**Extracted records**
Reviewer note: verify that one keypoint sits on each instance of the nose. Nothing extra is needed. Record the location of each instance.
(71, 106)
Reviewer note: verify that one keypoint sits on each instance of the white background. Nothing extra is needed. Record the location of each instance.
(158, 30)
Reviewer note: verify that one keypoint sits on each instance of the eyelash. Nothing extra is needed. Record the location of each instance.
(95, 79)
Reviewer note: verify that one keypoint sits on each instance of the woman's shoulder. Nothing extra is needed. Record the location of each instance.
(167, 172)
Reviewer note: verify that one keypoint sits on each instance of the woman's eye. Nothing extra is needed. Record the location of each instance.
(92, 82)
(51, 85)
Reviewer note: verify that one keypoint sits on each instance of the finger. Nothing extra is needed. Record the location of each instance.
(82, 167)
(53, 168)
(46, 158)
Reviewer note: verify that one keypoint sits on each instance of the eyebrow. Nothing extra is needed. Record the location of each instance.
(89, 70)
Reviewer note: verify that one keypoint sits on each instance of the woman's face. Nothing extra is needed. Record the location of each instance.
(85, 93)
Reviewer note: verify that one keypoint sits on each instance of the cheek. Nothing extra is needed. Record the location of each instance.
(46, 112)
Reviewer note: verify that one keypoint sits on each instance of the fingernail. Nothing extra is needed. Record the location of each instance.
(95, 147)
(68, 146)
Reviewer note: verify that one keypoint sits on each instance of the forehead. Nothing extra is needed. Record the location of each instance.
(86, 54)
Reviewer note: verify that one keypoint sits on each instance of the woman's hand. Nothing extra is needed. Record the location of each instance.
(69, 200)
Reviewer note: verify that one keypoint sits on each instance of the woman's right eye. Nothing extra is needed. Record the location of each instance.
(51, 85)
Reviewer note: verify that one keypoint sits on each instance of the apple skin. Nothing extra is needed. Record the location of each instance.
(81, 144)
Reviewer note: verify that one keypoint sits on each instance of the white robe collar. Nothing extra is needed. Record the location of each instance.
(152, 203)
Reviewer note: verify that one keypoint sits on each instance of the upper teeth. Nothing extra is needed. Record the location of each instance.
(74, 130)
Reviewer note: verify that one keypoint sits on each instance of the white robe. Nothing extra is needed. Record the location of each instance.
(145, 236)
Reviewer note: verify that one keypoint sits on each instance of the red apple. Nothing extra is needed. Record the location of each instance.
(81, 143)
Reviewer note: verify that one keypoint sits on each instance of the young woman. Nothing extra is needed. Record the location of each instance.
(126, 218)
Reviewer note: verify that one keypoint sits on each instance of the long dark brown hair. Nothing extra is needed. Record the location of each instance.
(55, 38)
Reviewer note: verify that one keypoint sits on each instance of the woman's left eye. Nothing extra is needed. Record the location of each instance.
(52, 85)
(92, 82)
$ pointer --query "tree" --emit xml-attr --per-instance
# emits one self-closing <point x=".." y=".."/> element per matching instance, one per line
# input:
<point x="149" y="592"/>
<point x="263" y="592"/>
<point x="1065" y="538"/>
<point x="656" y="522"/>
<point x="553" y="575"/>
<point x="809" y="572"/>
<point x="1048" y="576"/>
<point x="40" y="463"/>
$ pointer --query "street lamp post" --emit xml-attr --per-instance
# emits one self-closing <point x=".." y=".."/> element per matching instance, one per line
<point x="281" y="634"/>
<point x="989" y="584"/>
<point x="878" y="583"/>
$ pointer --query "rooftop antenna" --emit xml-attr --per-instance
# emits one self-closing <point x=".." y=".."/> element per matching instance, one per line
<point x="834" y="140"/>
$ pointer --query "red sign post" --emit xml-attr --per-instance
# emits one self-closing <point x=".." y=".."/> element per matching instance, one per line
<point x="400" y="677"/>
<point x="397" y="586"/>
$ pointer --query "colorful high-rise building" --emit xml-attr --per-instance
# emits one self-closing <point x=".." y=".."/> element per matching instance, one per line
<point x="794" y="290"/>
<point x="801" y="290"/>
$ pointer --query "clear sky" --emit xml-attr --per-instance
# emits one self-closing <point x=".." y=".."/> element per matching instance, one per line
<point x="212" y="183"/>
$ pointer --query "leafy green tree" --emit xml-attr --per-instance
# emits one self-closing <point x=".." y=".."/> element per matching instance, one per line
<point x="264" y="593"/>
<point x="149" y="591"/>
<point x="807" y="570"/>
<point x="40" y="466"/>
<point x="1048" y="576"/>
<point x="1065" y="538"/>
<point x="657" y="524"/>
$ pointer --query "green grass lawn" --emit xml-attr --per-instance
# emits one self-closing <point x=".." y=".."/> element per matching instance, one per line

**Requirement**
Set down every record above exactly as given.

**Answer**
Reviewer note: verify that one keypoint sits on each instance of the nose. Nothing extra is needed. Record the location of each instance.
(71, 106)
Reviewer note: verify that one keypoint sits on each instance of the white background. Nothing extra is needed. Record the location of each instance.
(158, 30)
Reviewer note: verify that one keypoint sits on each instance of the eyelash. Nothing extra is needed. Record the location of each instance.
(95, 79)
Reviewer note: verify that one keypoint sits on each instance of the woman's shoulder. Nothing extra is needed. Record the location of each instance.
(167, 172)
Reviewer note: verify that one keypoint sits on each instance of the woman's eye. Nothing extra is needed. Record the location of each instance.
(92, 82)
(51, 85)
Reviewer note: verify that one keypoint sits on each instance of the finger. Nothing extra is needed. Record the location of each instance.
(82, 167)
(53, 168)
(46, 158)
Reviewer note: verify that one keypoint sits on each instance of the eyebrow. Nothing extra is needed. Record the location of each instance.
(89, 70)
Reviewer note: verify that one keypoint sits on each instance of the woman's face. Nothing extra is needed. Record the location of each instance.
(85, 93)
Reviewer note: verify that one keypoint sits on each instance of the cheek. Nothing extra is needed. Record the location of each instance.
(46, 112)
Reviewer note: verify that one keypoint sits on each instance of the fingernail. Nothing extra is needed. Record the location of each instance.
(95, 147)
(68, 146)
Reviewer note: verify that one keypoint sits on each instance of the forehead. Nothing extra is needed. Record the location of each instance.
(86, 54)
Reviewer note: verify that one keypoint sits on each instance of the woman's hand. Nothing extra is needed. Record the location of each instance.
(69, 200)
Reviewer note: verify that one keypoint sits on each instance of the woman's right eye. Nothing extra is needed. Record the location of each instance.
(51, 85)
Reviewer note: verify that one keypoint sits on each instance of the apple skin. Nothing extra is needed. Record the location of each instance.
(81, 144)
Reviewer note: verify that one keypoint sits on each instance of the white robe collar. Nothing extra is needed. Record the location of each instance.
(152, 203)
Reviewer note: verify that one keypoint sits on each instance of the upper teeth. Nothing extra is needed. Record the location of each instance.
(74, 130)
Reviewer note: verify that one keypoint sits on each instance of the white robe. Nothing extra is needed. Record the location of each instance.
(145, 236)
Reviewer note: verify that one keypoint sits on each instance of the red apple. Nothing extra is needed. Record the location of each instance.
(81, 143)
Reviewer note: verify that one keypoint sits on each instance of the young woman. Nothing extra is needed. Record the location of each instance.
(126, 218)
Reviewer note: verify that one keypoint sits on each instance of the long dark brown hair. Nothing extra is needed. Record the location of each instance.
(55, 38)
Reviewer note: verify that one keypoint sits on each instance of the woman's left eye. Nothing extra is needed. Record the location of each instance.
(52, 85)
(92, 82)
$ pointer --query "tree" --emit xml-attr --per-instance
# emits one self-closing <point x=".." y=".."/> element per matching instance, one per line
# input:
<point x="149" y="592"/>
<point x="263" y="592"/>
<point x="1065" y="538"/>
<point x="656" y="522"/>
<point x="553" y="575"/>
<point x="809" y="572"/>
<point x="1048" y="576"/>
<point x="40" y="463"/>
$ pointer --query "street lamp post" --emit xml-attr --per-instance
# emits one self-closing <point x=".." y=".."/> element per matching instance, one per line
<point x="281" y="634"/>
<point x="989" y="584"/>
<point x="878" y="583"/>
$ pointer --query "rooftop antenna" --emit xml-attr --per-instance
# emits one self-closing <point x=".." y=".."/> element per matching instance, one per line
<point x="834" y="140"/>
$ pointer --query "red sign post" --emit xml-attr --per-instance
# emits one self-closing <point x=".." y=".."/> element per matching instance, one per line
<point x="400" y="677"/>
<point x="397" y="586"/>
$ pointer --query "colorful high-rise building" --emit xml-attr --per-instance
# emits one self-closing <point x=".." y=".."/> element per matching instance, one per line
<point x="794" y="290"/>
<point x="801" y="290"/>
$ pointer --query "clear sky" --emit xml-attr --per-instance
# emits one self-closing <point x=".." y=".."/> element per matching instance, one per line
<point x="212" y="183"/>
$ pointer --query "leafy green tree" --emit xml-attr --per-instance
# emits one self-closing <point x=".." y=".."/> element per matching instance, one per line
<point x="264" y="593"/>
<point x="149" y="591"/>
<point x="807" y="570"/>
<point x="40" y="466"/>
<point x="1048" y="576"/>
<point x="1065" y="538"/>
<point x="657" y="524"/>
$ pointer --query "green grass lawn" --emit xml-attr --per-instance
# emits one self-closing <point x=".." y=".."/> element per matching instance, one per line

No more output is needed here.